*Required work*.
Can you give the data below as a Markdown table with columns "No." and "Line", numbering each row and leaving out blank lines and pictures? Begin at the line that contains "haze over mountains" and stop after the line that contains "(1051, 188)".

*Excerpted data*.

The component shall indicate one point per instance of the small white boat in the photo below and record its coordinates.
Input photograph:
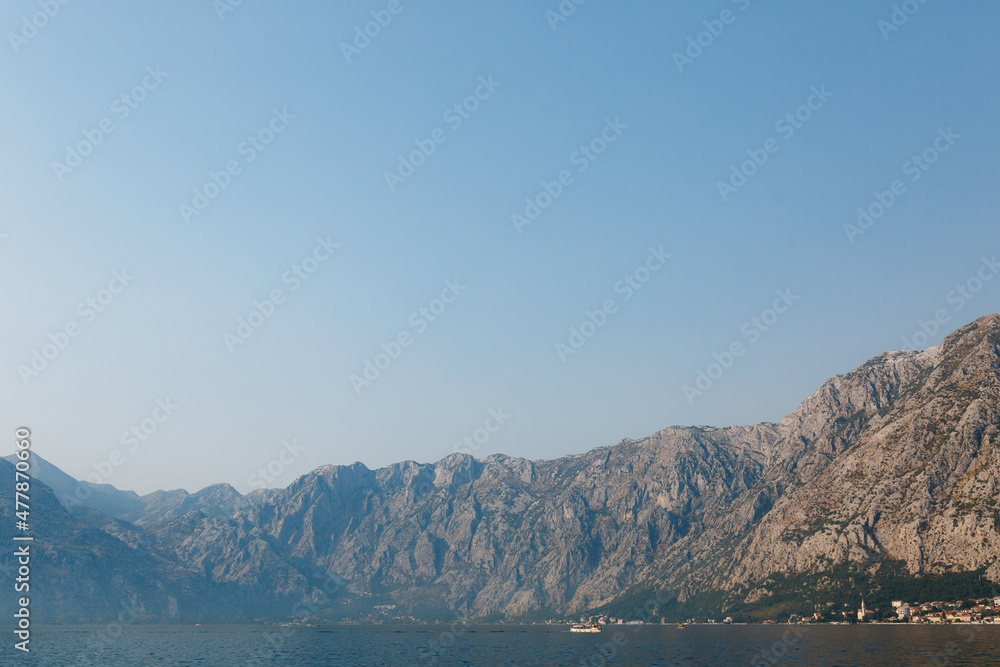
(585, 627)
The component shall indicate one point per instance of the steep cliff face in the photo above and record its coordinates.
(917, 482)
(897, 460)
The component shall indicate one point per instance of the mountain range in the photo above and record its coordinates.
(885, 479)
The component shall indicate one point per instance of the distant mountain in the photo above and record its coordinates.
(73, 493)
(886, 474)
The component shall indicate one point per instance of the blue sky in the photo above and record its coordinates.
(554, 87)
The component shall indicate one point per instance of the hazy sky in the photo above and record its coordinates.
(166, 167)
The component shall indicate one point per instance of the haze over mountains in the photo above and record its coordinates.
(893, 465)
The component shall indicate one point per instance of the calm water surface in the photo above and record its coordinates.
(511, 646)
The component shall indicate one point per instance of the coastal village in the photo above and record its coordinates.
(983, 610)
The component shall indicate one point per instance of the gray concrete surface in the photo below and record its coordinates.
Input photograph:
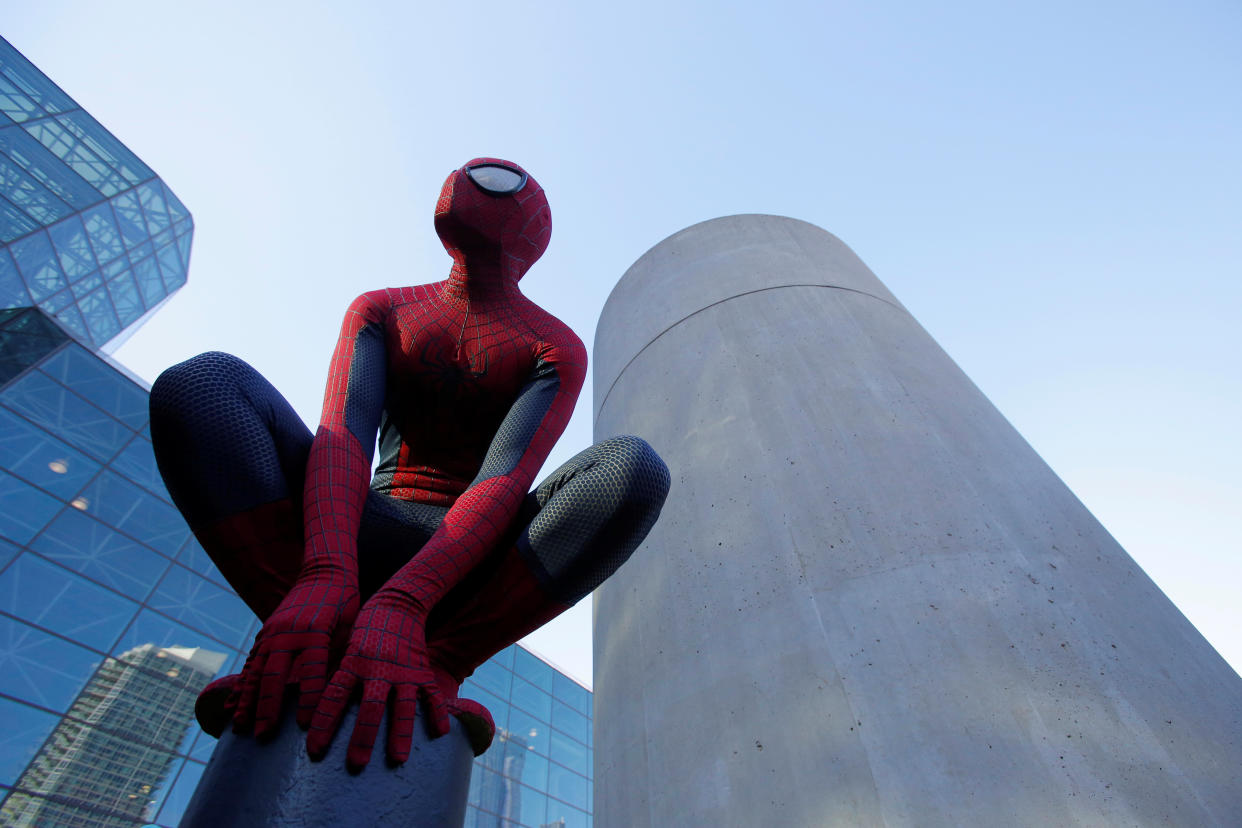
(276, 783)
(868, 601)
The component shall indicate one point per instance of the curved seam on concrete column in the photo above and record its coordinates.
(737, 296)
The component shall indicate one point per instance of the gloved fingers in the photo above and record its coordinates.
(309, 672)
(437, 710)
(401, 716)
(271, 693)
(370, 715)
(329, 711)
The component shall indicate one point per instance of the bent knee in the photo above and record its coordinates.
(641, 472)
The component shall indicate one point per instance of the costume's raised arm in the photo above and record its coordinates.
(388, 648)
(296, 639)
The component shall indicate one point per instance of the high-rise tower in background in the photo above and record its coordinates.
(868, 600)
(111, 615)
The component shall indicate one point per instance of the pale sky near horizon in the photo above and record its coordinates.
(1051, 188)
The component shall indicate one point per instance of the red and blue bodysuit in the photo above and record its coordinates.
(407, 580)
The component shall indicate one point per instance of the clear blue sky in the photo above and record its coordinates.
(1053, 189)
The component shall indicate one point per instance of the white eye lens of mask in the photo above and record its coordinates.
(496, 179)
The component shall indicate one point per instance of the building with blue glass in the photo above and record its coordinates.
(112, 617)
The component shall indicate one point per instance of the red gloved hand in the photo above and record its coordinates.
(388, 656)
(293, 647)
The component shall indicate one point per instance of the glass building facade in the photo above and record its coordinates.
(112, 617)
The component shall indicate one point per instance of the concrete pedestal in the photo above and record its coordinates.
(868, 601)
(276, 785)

---

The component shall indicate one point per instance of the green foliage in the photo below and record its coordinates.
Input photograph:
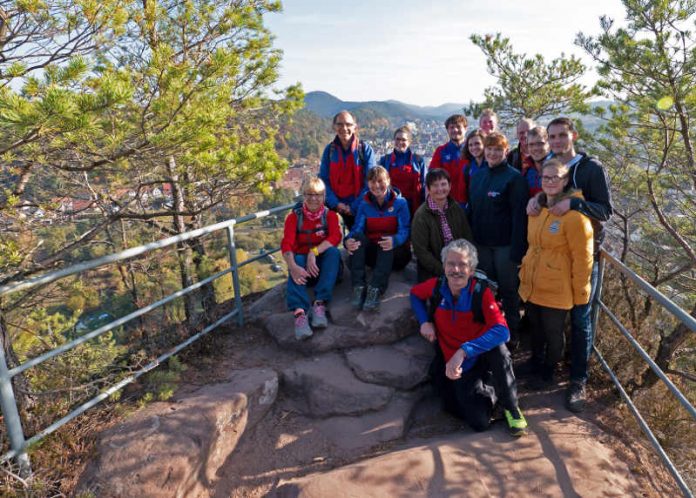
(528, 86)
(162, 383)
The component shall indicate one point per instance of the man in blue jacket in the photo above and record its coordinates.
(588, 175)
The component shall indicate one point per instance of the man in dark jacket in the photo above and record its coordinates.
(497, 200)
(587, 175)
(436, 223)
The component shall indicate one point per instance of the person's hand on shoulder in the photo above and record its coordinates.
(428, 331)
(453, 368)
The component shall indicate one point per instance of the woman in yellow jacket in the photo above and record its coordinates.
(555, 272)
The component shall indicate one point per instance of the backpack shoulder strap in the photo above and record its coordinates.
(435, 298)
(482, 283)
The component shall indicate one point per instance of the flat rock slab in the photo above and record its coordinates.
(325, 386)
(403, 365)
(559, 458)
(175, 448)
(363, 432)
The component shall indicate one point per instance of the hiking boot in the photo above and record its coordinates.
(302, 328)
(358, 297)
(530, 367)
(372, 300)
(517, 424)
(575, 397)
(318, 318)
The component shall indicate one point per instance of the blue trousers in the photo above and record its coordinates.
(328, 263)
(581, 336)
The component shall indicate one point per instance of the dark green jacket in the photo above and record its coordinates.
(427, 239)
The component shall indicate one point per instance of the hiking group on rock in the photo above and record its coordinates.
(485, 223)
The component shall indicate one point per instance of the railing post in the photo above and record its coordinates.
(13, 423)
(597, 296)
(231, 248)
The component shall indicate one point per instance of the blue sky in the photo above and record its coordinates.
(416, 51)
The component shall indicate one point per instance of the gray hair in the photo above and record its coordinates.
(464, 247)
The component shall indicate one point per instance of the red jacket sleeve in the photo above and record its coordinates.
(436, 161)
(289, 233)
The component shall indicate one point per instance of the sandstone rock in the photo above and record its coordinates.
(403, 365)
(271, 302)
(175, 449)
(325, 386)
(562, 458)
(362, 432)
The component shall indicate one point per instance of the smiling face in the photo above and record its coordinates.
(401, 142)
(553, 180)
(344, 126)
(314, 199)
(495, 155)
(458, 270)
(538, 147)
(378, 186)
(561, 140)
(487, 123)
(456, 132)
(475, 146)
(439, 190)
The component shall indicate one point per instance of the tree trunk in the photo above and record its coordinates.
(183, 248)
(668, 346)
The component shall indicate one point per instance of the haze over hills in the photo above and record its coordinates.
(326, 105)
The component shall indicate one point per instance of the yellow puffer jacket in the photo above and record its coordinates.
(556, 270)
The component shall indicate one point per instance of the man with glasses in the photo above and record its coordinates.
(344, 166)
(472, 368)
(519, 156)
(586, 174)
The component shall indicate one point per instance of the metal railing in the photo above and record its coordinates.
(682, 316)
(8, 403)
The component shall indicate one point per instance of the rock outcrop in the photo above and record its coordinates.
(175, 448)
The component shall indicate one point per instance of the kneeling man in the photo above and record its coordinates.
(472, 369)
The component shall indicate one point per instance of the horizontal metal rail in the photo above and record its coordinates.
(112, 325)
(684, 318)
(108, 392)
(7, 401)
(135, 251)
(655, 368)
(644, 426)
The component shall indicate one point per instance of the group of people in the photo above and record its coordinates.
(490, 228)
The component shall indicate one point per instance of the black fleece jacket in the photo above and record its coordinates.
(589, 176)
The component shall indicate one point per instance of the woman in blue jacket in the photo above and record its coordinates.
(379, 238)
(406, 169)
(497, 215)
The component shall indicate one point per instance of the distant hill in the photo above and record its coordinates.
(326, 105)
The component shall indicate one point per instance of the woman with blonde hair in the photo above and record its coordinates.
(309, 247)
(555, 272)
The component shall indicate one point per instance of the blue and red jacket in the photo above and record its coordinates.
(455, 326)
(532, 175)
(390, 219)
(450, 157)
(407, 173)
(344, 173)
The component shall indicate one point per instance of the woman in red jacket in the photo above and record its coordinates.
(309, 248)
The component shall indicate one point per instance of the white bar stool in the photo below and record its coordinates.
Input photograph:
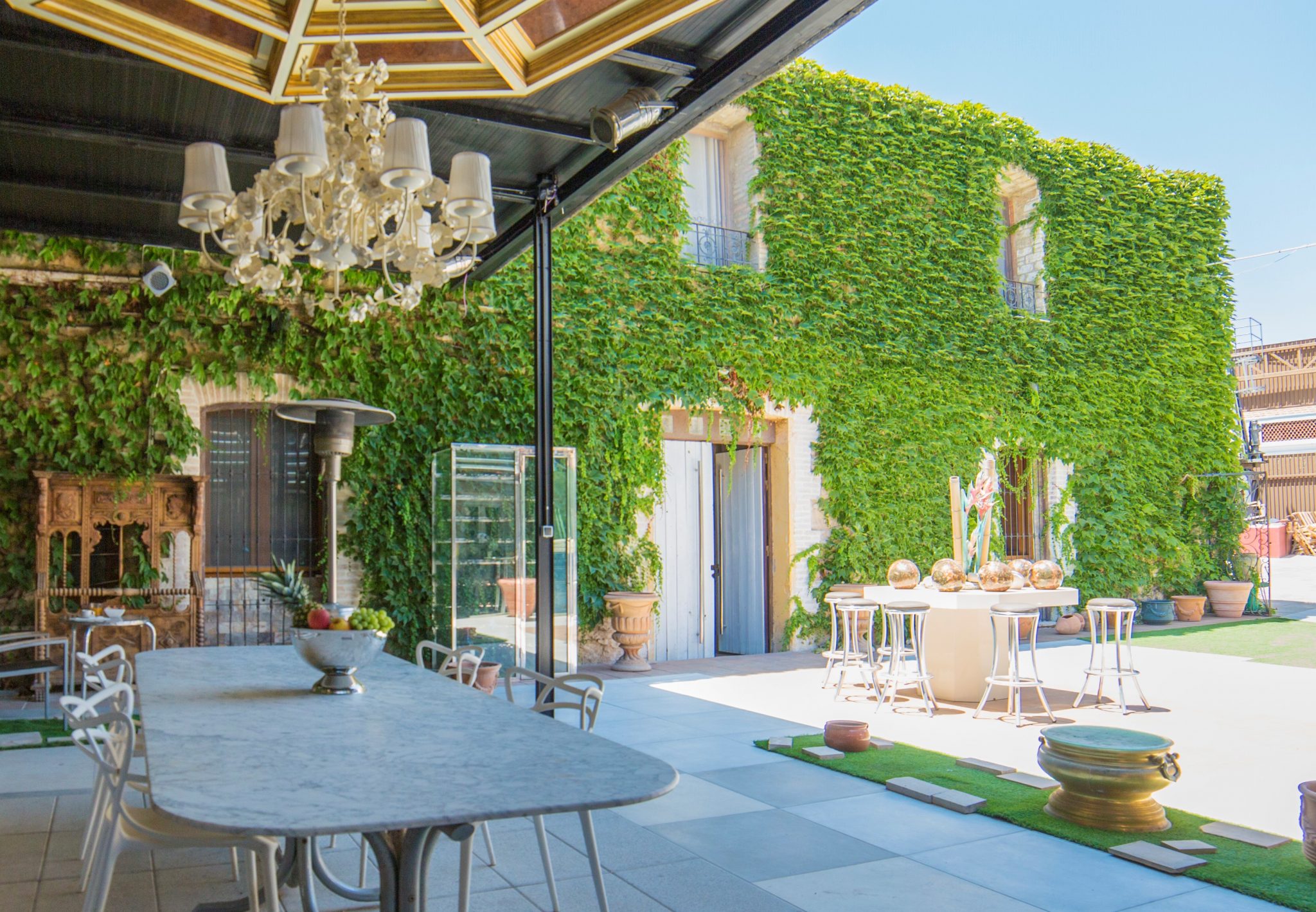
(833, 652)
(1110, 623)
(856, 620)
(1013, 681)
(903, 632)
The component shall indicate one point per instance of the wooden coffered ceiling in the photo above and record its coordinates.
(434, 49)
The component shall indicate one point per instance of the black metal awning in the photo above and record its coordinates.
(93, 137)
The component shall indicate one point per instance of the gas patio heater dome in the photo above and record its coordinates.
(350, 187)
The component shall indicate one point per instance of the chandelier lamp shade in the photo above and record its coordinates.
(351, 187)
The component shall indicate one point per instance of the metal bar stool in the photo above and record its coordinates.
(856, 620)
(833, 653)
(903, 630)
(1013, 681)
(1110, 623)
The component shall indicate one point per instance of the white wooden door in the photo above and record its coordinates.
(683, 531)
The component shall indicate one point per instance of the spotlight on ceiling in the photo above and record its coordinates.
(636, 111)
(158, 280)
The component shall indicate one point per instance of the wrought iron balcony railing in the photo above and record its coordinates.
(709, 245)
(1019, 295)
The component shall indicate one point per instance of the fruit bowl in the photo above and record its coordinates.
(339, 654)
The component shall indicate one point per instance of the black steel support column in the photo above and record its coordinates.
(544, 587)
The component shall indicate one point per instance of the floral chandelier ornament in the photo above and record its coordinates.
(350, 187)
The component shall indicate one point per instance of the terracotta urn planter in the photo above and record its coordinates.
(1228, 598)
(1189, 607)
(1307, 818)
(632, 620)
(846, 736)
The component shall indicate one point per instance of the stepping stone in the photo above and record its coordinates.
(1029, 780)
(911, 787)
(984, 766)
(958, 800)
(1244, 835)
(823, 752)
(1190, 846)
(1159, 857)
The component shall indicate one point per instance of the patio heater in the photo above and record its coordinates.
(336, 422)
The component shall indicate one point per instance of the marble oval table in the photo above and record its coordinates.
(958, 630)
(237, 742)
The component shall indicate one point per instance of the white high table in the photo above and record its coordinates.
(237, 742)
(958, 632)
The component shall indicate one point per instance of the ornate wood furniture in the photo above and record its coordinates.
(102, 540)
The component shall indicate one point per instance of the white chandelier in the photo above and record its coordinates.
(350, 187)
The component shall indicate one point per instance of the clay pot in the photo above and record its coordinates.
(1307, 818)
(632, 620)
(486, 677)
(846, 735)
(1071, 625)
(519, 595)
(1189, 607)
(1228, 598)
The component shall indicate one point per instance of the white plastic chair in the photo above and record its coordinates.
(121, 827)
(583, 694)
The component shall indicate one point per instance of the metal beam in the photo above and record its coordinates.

*Finished task*.
| No. | Line |
|---|---|
| 1 | The component shall indicate one point per instance of the haze over mountains in the photo above and record its coordinates. |
| 2 | (893, 465) |
| 3 | The component shall indicate one point per instance of the calm water surface in the photo above and record its coordinates. |
| 4 | (511, 646) |
| 5 | The component shall indicate one point per instance of the coastal village in the photo above and record its coordinates. |
| 6 | (983, 610) |
| 7 | The component shall indicate one point per instance of the gray concrete surface in the photo below and record its coordinates. |
| 8 | Input photograph: |
| 9 | (276, 783) |
| 10 | (868, 601) |
| 11 | The component shall indicate one point per instance of the curved seam on concrete column in the photo above and record its coordinates. |
| 12 | (737, 296) |
| 13 | The component shall indicate one point per instance of the gloved fingers in the photo above and record its coordinates. |
| 14 | (309, 672) |
| 15 | (437, 710) |
| 16 | (401, 716) |
| 17 | (271, 693) |
| 18 | (370, 715) |
| 19 | (329, 711) |
| 20 | The component shall indicate one point per instance of the bent knee in the photo above and record its coordinates. |
| 21 | (641, 472) |
| 22 | The component shall indicate one point per instance of the costume's raised arm in the photo above and record its coordinates. |
| 23 | (388, 648) |
| 24 | (296, 639) |
| 25 | The component shall indicate one point per instance of the high-rise tower in background in the photo above and record its coordinates. |
| 26 | (868, 600) |
| 27 | (111, 615) |
| 28 | The component shall indicate one point per instance of the pale sky near horizon in the photo above and record its coordinates. |
| 29 | (1051, 188) |